* BRANO DA LEGGERE:
- - - - -

Renzi però va più lontano: ha fatto dello storytelling non solo una tecnica di comunicazione, ma il suo programma di governo per cui il leader politico è diventato un personaggio del nostro immaginario quotidiano, una figura delle democrazie mediatiche capace di domare la crisi, chiedendogli di incarnare un intreccio capace di portarci fuori dai problemi.
Il problema è che i cittadini hanno imparato a decodificare le storie che vengono loro raccontate: provano anche un certo piacere a seguirle, come se guardassero delle serie tivù, ma il discredito che colpisce gli uomini politici e la parola pubblica rappresenta il paradosso dello storytelling generalizzato.
C'è stato un tempo in cui il sovrano indirizzava i suoi editti e i suoi racconti a un popolo silenzioso e 'credente', ma oggi grazie a Twitter, Facebook ed a tutti i social network le figure mediatiche - che siano politici o sportivi, che vengano dalla moda o dalla sottocultura di massa - sono sottomesse a un'impietosa decostruzione o, peggio, alla costante verifica del rispetto del loro storytelling.
Sulla rete dei social network, dove innumerevoli racconti entrano in competizione, si scambiano e si combattono, il racconto non è una cibo magico nelle mani dei comunicatori, è una questione di quanto i groupie si sentano davvero rappresentati e difesi dal leader: in questo senso appare chiaro come la rappresentazione artificiale della TV (addomesticata e di fatto schiava dei partiti) soccombe davanti a quella variegata sì ma più aderente alla percezione degli utenti.

- - - - -

* PROBLEMA POSTO 1:
Traduca in inglese questa frase del brano sullo storytelling politico: "Il problema è che i cittadini hanno imparato a decodificare le storie che vengono loro raccontate: provano anche un certo piacere a seguirle, come se guardassero delle serie tivù, ma il discredito che colpisce gli uomini politici e la parola pubblica rappresenta il paradosso dello storytelling generalizzato."
* PROBLEMA POSTO 2:
Prosegua il brano sullo storytelling politico, riprendendo subito dopo la sua ultima frase.
Le righe di dati provengono da una fonte diversa.

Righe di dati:
- - - - -

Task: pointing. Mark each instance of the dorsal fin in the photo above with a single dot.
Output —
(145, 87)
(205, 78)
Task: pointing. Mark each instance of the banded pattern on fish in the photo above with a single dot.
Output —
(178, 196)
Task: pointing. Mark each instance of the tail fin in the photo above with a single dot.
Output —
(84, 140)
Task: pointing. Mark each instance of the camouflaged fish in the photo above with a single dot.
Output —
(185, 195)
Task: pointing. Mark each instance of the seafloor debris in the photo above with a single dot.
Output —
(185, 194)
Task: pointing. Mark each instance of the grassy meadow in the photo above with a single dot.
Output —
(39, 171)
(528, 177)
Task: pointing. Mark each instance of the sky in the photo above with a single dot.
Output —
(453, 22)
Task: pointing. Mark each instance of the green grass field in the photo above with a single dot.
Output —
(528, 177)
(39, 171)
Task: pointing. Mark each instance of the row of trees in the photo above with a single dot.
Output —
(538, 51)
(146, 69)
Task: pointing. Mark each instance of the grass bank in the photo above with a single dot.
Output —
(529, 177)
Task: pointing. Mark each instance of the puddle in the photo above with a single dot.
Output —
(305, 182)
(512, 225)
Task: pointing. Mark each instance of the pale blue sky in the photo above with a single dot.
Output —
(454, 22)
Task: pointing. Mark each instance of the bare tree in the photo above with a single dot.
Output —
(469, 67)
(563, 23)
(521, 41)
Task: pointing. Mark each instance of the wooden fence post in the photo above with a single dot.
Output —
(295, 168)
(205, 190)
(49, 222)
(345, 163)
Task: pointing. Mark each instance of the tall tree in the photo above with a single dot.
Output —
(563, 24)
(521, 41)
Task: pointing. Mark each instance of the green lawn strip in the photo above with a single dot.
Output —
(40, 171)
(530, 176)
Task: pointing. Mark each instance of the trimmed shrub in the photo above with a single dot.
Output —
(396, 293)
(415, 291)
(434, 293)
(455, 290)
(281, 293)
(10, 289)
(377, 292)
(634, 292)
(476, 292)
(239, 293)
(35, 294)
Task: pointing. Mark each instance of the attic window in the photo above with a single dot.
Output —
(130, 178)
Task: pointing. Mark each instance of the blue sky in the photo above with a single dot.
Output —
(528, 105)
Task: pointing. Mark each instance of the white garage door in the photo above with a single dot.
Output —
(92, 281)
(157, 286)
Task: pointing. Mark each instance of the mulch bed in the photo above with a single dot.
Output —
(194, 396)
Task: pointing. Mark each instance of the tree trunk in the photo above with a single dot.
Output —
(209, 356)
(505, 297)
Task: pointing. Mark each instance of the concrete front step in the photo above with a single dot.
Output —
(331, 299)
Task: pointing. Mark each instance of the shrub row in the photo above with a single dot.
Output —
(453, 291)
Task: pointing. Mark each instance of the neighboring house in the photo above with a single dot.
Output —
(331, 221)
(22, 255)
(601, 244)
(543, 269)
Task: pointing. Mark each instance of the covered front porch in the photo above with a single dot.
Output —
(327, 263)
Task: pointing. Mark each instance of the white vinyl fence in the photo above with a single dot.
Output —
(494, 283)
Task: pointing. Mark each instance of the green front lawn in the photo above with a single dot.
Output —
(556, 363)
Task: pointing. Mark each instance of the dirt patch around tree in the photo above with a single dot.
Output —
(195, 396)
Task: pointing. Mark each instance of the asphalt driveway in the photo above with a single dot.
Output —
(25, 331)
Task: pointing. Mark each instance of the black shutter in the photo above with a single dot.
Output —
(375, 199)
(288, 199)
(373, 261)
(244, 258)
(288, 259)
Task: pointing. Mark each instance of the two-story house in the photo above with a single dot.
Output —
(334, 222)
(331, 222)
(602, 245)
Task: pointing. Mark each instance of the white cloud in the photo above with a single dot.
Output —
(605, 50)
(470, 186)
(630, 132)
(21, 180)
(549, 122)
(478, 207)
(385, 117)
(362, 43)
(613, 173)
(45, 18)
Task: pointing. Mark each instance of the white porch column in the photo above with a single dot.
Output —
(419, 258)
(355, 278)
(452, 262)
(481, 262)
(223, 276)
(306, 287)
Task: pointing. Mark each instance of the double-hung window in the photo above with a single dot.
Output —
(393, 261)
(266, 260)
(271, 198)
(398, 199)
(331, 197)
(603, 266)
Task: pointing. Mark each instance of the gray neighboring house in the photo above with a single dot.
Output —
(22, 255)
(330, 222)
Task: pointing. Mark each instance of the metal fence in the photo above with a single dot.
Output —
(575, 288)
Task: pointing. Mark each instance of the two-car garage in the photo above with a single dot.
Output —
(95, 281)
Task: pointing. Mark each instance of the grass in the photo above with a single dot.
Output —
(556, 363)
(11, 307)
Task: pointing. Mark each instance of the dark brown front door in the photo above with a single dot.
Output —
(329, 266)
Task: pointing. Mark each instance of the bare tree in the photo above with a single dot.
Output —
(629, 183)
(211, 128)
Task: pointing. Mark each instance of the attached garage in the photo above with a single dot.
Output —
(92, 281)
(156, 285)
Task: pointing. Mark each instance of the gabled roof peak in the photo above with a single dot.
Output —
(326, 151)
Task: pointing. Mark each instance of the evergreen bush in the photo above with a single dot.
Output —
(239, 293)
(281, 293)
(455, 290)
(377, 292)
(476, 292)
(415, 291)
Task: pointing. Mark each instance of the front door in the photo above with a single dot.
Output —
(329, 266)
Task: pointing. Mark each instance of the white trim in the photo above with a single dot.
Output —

- - - - -

* RISPOSTA 1:
The problem is that citizens have learned to decode the stories they are told: they even take a certain pleasure in following them, as if they were watching TV series, but the discredit that strikes politicians and public speech represents the paradox of generalized storytelling.

* RISPOSTA 2:
Alla descrizione della “generosità” dello Stato Italiano che accoglie i profughi con le loro storie strappalacrime in diretta TV sulle emittenti nazionali si contrappone la percezione degli utenti, che vedono gli stessi profughi spacciare per le strade quale parte operativa della criminalità organizzata: a questo punto il blogger che presenta questa realtà (non importa quanto vera, ma quanto sia verosimile) si ammanta immediatamente dell’aurea del giornalista serio.
La reazione politica a questo stato di cose è quella solita, dilettantesca e poco professionale, di tentare di screditare la rete come portatrice di “fake news”: effetto immediato di questo tentativo è la differenziazione epocale della tipologia di voto, che viene dirottato immediatamente dai fruitori della rete (tendenzialmente i giovani) verso il M5S che della rete ha fatto la sua bandiera, mentre i fruitori della TV (tendenzialmente le persone più anziane) credendo allo storytelling Mediaset si rivolgono a FI come dimostra facilmente l’analisi del voto per tipologia ed età.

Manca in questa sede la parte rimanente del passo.